**Exercise objective**
Set down each line from the start of the material exactly, please, up to and including the one that contains "meadow grass -> box".

**Available records**
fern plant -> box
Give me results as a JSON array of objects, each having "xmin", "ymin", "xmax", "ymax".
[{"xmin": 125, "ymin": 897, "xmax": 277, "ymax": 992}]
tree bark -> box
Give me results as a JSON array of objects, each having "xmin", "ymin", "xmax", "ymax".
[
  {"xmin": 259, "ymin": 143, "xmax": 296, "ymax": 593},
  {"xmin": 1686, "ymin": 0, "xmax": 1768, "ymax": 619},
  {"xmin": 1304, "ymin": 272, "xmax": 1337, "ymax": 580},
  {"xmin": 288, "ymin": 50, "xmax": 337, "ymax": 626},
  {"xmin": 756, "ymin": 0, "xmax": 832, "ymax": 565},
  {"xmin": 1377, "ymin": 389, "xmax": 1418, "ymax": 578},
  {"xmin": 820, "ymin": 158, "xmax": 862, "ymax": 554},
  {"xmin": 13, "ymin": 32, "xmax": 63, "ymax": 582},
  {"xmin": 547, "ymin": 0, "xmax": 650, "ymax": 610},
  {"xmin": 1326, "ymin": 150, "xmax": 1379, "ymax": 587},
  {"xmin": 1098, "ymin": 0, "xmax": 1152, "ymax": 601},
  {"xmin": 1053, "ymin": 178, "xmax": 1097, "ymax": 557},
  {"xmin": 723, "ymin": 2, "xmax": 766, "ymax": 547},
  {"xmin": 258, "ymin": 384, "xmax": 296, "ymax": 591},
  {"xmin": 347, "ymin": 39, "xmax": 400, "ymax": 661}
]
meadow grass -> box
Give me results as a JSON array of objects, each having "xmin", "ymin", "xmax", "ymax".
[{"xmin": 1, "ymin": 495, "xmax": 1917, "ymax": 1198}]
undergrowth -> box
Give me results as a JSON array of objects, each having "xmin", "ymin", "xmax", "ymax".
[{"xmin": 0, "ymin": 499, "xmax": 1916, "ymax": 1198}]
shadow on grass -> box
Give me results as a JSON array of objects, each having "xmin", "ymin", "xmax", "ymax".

**Reply**
fern plant -> box
Give me results as a JSON array of objects, each having "xmin", "ymin", "xmax", "ymax".
[{"xmin": 125, "ymin": 897, "xmax": 277, "ymax": 992}]
tree bark -> box
Give me results as a JSON array of objects, each having "xmin", "ymin", "xmax", "ymax".
[
  {"xmin": 259, "ymin": 143, "xmax": 296, "ymax": 593},
  {"xmin": 1686, "ymin": 0, "xmax": 1768, "ymax": 619},
  {"xmin": 1304, "ymin": 272, "xmax": 1337, "ymax": 580},
  {"xmin": 288, "ymin": 50, "xmax": 337, "ymax": 626},
  {"xmin": 756, "ymin": 0, "xmax": 832, "ymax": 565},
  {"xmin": 1377, "ymin": 389, "xmax": 1418, "ymax": 578},
  {"xmin": 820, "ymin": 158, "xmax": 862, "ymax": 554},
  {"xmin": 13, "ymin": 32, "xmax": 63, "ymax": 582},
  {"xmin": 547, "ymin": 0, "xmax": 650, "ymax": 610},
  {"xmin": 1326, "ymin": 150, "xmax": 1379, "ymax": 587},
  {"xmin": 1098, "ymin": 0, "xmax": 1152, "ymax": 601},
  {"xmin": 1053, "ymin": 178, "xmax": 1097, "ymax": 557},
  {"xmin": 723, "ymin": 2, "xmax": 766, "ymax": 547},
  {"xmin": 258, "ymin": 384, "xmax": 296, "ymax": 591},
  {"xmin": 347, "ymin": 39, "xmax": 400, "ymax": 661}
]
meadow grass -> box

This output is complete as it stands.